(Untersuchter Text):
Um einer Haftstrafe zu entgehen haben zwei wegen Raubes verurteilte Ultras des TSV 1860 München das Undenkbare gewagt: einen Einkauf im Fanshop des FC Bayern. Das LG München I akzeptierte am Mittwoch die Geste.
Der Täter-Opfer-Ausgleich nach § 46a Strafgesetzbuch (StGB) ist für Angeklagte häufig ein probates Mittel, um einer höheren Strafe zu entgehen. Der Täter soll dabei versuchen, den angerichteten Schaden so weit wie möglich wieder gut zu machen - wofür bei leichten Delikten schon eine formlose Entschuldigung nebst lauwarmem Händedruck beim Geschädigten vor den Augen des Strafrichters genügen mag. Wo materielle Schäden bestehen, sollten aber möglichst auch diese ausgeglichen werden. Mitunter wird den Tätern dabei einiges abverlangt, wie ein Fall aus München zeigt.
Das Amtsgericht (AG) München hatte bereits im März zwei Anhänger des TSV 1860 München wegen gemeinschaftlichen Raubes zu Freiheitsstrafen von jeweils einem Jahr und drei Monaten ohne Bewährung verurteilt (Urt. v. 19.03.2015, Az. 853 Ls 467 J 185511/14). Die beiden hatten zusammen mit einem dritten unbekannten Ultra im Anschluss an das Regionalliga-Derby zwischen den "Sechzigern" und dem FC Bayern im August 2014 einem Fan des Erzrivalen Jacke, T-Shirt und Hut vom Leib bzw. Kopf gerissen. Dabei hielten sie ihr Opfer fest und drohten ihm Schläge an. Dann flohen sie, konnten jedoch noch am Abend gefasst werden.

(Aufgeführte Einträge):
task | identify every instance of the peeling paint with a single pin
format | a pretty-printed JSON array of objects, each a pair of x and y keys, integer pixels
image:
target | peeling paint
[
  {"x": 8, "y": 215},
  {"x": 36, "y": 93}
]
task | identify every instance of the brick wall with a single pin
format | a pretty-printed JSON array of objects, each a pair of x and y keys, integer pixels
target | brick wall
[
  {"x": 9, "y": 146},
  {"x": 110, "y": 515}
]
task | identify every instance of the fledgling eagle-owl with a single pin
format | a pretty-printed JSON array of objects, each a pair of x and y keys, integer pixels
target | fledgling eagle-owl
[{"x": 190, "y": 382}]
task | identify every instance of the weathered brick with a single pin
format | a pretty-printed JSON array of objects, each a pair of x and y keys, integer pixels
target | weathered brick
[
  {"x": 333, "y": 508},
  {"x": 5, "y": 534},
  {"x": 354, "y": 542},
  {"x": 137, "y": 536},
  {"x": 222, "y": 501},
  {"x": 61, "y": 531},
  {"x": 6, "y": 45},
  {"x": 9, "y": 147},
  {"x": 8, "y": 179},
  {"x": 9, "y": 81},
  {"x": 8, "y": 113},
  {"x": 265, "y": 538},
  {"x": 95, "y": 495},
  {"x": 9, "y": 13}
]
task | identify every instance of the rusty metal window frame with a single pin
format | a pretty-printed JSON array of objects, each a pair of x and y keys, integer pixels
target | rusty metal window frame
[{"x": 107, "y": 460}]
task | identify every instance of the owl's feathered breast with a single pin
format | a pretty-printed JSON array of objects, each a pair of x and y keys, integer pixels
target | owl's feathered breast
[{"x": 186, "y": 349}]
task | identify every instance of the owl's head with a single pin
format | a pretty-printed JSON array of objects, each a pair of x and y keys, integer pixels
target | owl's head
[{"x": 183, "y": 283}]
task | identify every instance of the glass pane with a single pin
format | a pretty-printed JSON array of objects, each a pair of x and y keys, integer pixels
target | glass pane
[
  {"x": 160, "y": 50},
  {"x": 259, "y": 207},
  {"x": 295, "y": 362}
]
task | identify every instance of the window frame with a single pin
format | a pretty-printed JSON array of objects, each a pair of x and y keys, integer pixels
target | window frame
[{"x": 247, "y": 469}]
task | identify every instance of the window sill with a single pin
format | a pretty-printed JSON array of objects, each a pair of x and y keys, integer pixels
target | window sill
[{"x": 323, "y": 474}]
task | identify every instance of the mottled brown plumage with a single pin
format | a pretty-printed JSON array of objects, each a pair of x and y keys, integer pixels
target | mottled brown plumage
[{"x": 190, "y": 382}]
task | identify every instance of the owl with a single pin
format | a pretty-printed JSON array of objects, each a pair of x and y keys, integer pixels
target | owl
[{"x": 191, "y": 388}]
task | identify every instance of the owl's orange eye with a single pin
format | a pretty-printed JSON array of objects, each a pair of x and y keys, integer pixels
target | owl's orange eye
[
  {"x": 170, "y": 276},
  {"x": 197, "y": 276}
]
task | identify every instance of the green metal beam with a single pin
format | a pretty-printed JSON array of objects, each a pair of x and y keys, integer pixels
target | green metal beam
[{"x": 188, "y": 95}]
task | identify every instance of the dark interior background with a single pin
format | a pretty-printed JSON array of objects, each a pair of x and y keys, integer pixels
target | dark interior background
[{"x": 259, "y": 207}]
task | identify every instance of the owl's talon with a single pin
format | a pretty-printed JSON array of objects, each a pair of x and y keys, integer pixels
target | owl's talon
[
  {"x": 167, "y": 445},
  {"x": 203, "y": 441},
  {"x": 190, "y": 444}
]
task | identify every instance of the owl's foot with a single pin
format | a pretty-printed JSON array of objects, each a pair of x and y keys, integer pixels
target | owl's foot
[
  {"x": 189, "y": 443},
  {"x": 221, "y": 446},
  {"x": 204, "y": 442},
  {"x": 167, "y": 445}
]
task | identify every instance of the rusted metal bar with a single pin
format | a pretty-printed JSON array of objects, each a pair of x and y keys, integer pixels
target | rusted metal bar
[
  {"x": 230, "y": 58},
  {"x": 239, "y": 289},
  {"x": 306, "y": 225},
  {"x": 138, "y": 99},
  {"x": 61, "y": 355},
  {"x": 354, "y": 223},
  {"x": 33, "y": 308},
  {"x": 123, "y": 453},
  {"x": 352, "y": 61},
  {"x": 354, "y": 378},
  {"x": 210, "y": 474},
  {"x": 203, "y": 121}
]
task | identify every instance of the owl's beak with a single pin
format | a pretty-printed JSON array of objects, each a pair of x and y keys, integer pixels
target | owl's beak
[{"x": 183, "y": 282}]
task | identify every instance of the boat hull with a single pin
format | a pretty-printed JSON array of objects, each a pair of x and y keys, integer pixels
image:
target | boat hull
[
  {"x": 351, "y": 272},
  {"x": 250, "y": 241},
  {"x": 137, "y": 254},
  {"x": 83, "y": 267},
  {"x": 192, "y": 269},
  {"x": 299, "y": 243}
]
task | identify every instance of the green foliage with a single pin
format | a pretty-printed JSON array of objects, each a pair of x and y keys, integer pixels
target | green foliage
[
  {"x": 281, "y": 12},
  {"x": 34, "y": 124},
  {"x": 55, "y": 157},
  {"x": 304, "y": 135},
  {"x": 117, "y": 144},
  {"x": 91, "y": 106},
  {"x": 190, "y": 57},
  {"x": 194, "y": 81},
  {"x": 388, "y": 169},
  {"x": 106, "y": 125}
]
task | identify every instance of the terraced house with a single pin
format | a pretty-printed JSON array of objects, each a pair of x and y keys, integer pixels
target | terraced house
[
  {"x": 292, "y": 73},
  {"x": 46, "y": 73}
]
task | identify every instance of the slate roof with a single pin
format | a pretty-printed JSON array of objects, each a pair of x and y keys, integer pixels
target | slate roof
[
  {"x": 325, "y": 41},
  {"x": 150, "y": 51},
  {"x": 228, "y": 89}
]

(Gestellte Aufgabe): Entnimm dem Text über die verurteilten Ultras wortgetreu die Stelle von „Das Amtsgericht (AG)“ bis einschließlich „Abend gefasst werden.“. Stütze dich allein auf den Text über die verurteilten Ultras.

(Lösung):
Das Amtsgericht (AG) München hatte bereits im März zwei Anhänger des TSV 1860 München wegen gemeinschaftlichen Raubes zu Freiheitsstrafen von jeweils einem Jahr und drei Monaten ohne Bewährung verurteilt (Urt. v. 19.03.2015, Az. 853 Ls 467 J 185511/14). Die beiden hatten zusammen mit einem dritten unbekannten Ultra im Anschluss an das Regionalliga-Derby zwischen den "Sechzigern" und dem FC Bayern im August 2014 einem Fan des Erzrivalen Jacke, T-Shirt und Hut vom Leib bzw. Kopf gerissen. Dabei hielten sie ihr Opfer fest und drohten ihm Schläge an. Dann flohen sie, konnten jedoch noch am Abend gefasst werden.